··· Texte source ···

Pendant que Votre Majesté se promenait en Hollande dans un incognito qui a bien dû l'amuser, mais que les gens qui ne connaissent pas tout ce que V. M. peut faire n'imaginent jamais pouvoir marcher avec la royauté, j'étais à Liége, où j'ai consulté les plus habiles médecins sur mon état et sur l'effet que je pouvais attendre des eaux de Spa. Ils m'ont annoncé que je ne pouvais en faire usage qu'après deux mois ou six semaines au moins de remèdes et de régimes préparatoires; qu'il fallait, après, boire de la Sauvenière66-a pendant quatre semaines; et, comme tout cela ne pouvait pas s'accorder avec le temps de mon congé et l'état de mes finances, que d'ailleurs, Sire, grâce aux bontés infinies que vous avez daigné me marquer, la satisfaction et le mouvement que m'a occasionnés ce voyage m'ont donné plus de santé que je n'en ai eu depuis bien longtemps, j'ai pris mon parti de revenir tout doucement ici, puisqu'aussi bien j'avais rempli si délicieusement pour mon cœur l'objet principal de ma course.

··· Extrait des données ···

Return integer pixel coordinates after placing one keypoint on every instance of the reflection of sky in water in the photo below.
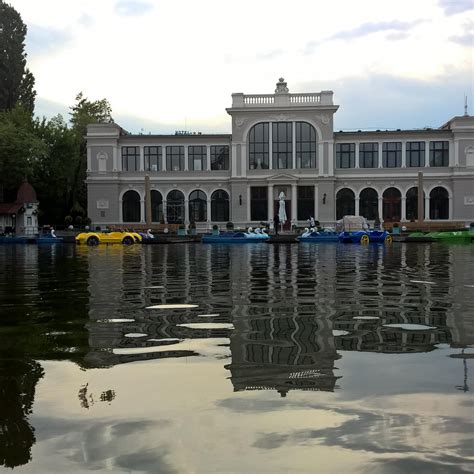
(295, 358)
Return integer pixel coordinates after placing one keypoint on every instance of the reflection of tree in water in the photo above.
(18, 379)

···

Consignes –
a. D'après le texte source, combien de temps fallait-il boire de la Sauvenière ?
b. Indiquez si chacune de ces affirmations s'accorde avec le texte source, en citant les mots décisifs. (i) Les médecins consultés permettaient d'utiliser les eaux de Spa sans préparation. (ii) Le voyage a rendu de la santé à la personne qui écrit. (iii) La cure aux eaux s'accordait avec la durée du congé.

Corrigé –
a. Pendant quatre semaines.

b.
(i) Non : « je ne pouvais en faire usage qu'après deux mois ou six semaines au moins de remèdes et de régimes préparatoires ».
(ii) Oui : « m'ont donné plus de santé que je n'en ai eu depuis bien longtemps ».
(iii) Non : « tout cela ne pouvait pas s'accorder avec le temps de mon congé et l'état de mes finances ».